04 Nov. 2020 Nouriel Roubini Opinião

As pesquisas de opinião nos EUA há muito apontam para a grande possibilidade de vitória do Partido Democrata nas eleições de 3 de Novembro, com Joe Biden a conquistar a presidência e os democratas a assumirem o controlo do Senado e mantendo a Câmara dos Representantes, pondo fim a um governo dividido.

Mas se a eleição acabar por ser principalmente um referendo ao presidente dos EUA, Donald Trump, os democratas podem ganhar apenas a Casa Branca, mas não conseguirem retomar o Senado.  E não se pode descartar a possibilidade de Trump percorrer um tortuoso caminho para uma vitória do Colégio Eleitoral e de os republicanos manterem o Senado, reproduzindo assim a situação actual.

Mais ameaçadora é a perspectiva de um resultado há muito contestado, com ambos os lados a recusarem ceder, enquanto travam terríveis batalhas legais e políticas nos tribunais, na comunicação social e nas ruas. Na contestada eleição de 2000, demorou até 12 de Dezembro daquele ano para que a questão fosse decidida: o Supremo decidiu a favor de George W. Bush e o seu opositor, o democrata Al Gore, graciosamente, cedeu.  Abalada pela incerteza política, a bolsa de valores nesse período caiu mais de 7%.  Agora, a incerteza pode durar muito mais tempo – talvez meses – implicando sérios riscos para os mercados.

Este cenário de pesadelo deve ser levado a sério, mesmo que actualmente pareça improvável.  Embora Joe Biden tenha consistentemente liderado as pesquisas, Hillary Clinton também liderou até, à véspera da eleição em 2016. Resta saber se haverá um ligeiro aumento de eleitores 'tímidos' entre os indecisos eleitores de Trump que não estão dispostos a revelar as suas verdadeiras preferências aos pesquisadores.

▸ Informação fornecida:

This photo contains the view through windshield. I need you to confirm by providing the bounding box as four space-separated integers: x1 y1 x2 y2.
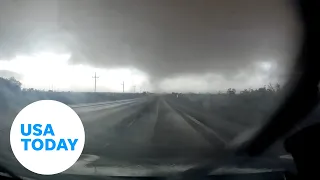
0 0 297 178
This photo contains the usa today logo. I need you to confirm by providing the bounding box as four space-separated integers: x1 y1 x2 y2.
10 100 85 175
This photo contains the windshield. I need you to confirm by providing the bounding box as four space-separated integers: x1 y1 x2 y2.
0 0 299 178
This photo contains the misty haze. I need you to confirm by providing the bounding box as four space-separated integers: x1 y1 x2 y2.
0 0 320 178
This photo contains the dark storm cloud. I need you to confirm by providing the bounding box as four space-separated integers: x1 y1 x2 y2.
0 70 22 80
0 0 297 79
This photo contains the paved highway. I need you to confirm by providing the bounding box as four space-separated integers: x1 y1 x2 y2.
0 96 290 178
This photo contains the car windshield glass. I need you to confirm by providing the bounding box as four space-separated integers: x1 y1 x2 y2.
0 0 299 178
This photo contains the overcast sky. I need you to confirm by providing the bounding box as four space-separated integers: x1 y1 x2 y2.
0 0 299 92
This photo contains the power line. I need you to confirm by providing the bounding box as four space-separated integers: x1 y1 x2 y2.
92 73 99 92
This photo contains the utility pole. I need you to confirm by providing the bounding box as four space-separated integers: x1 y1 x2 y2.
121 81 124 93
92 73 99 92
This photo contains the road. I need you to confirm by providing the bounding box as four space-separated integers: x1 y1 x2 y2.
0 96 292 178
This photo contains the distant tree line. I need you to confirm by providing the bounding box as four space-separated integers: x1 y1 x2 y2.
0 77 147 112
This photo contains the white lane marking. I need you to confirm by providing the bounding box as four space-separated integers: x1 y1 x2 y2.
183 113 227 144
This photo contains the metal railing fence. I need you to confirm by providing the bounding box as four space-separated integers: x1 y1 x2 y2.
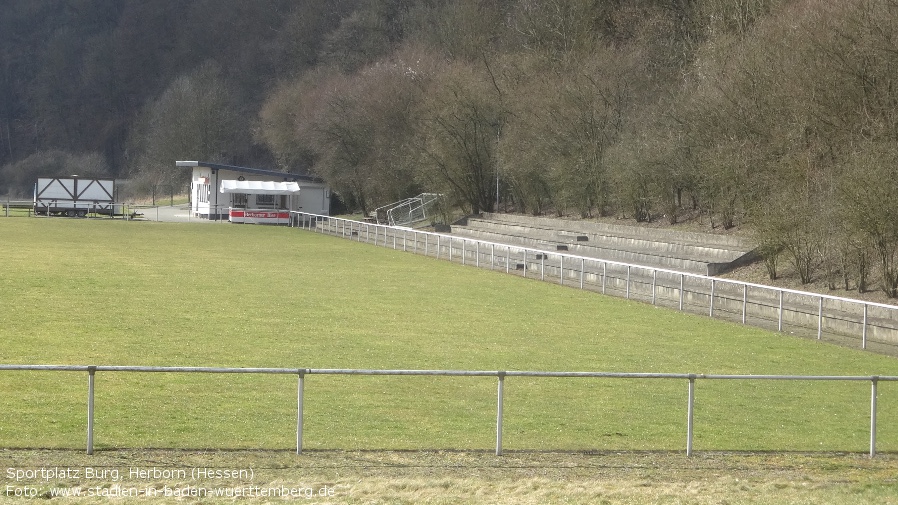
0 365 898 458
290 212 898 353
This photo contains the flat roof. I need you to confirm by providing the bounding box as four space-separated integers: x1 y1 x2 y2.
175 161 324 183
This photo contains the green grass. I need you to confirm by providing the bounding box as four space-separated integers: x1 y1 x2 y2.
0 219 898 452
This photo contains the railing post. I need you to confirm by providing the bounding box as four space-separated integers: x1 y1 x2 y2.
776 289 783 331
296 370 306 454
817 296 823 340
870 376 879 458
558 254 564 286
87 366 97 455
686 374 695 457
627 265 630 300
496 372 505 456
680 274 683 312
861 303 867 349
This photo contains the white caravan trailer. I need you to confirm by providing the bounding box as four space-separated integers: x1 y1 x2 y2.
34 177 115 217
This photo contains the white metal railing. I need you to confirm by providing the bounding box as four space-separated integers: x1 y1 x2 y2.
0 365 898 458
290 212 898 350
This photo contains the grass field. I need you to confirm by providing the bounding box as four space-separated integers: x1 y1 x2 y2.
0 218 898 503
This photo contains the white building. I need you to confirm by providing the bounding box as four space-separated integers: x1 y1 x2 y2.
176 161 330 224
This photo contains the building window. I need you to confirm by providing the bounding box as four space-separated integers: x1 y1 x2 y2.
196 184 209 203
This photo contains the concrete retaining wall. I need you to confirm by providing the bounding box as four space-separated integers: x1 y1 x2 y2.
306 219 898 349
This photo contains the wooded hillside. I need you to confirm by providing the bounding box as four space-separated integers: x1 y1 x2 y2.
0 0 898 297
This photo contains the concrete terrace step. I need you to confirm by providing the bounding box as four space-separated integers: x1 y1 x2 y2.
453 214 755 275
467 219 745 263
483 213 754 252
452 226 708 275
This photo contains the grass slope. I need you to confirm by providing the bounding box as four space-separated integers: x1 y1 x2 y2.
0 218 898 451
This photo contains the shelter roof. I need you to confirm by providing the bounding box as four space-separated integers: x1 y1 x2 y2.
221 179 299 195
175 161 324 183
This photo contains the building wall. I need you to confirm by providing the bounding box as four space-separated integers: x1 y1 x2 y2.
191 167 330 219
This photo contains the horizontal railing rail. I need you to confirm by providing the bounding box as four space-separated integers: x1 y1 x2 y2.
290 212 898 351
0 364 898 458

▸ Verifique a compreensão:
#1 Resuma o texto em duas frases.
#2 Devolva, sem alterações, a parte do texto que começa com as palavras "04 Nov. 2020" e termina com "a situação actual.".
Responda apenas com base no texto.

▸ Respostas por número:
#1 As pesquisas de opinião nos EUA há muito apontam para uma provável vitória democrata nas eleições de 3 de Novembro, mas não se pode descartar que Trump vença no Colégio Eleitoral e que os republicanos mantenham o Senado. Mais ameaçador seria um resultado contestado durante muito tempo, talvez meses, com sérios riscos para os mercados, um cenário que deve ser levado a sério mesmo que pareça improvável.

#2
04 Nov. 2020 Nouriel Roubini Opinião

As pesquisas de opinião nos EUA há muito apontam para a grande possibilidade de vitória do Partido Democrata nas eleições de 3 de Novembro, com Joe Biden a conquistar a presidência e os democratas a assumirem o controlo do Senado e mantendo a Câmara dos Representantes, pondo fim a um governo dividido.

Mas se a eleição acabar por ser principalmente um referendo ao presidente dos EUA, Donald Trump, os democratas podem ganhar apenas a Casa Branca, mas não conseguirem retomar o Senado.  E não se pode descartar a possibilidade de Trump percorrer um tortuoso caminho para uma vitória do Colégio Eleitoral e de os republicanos manterem o Senado, reproduzindo assim a situação actual.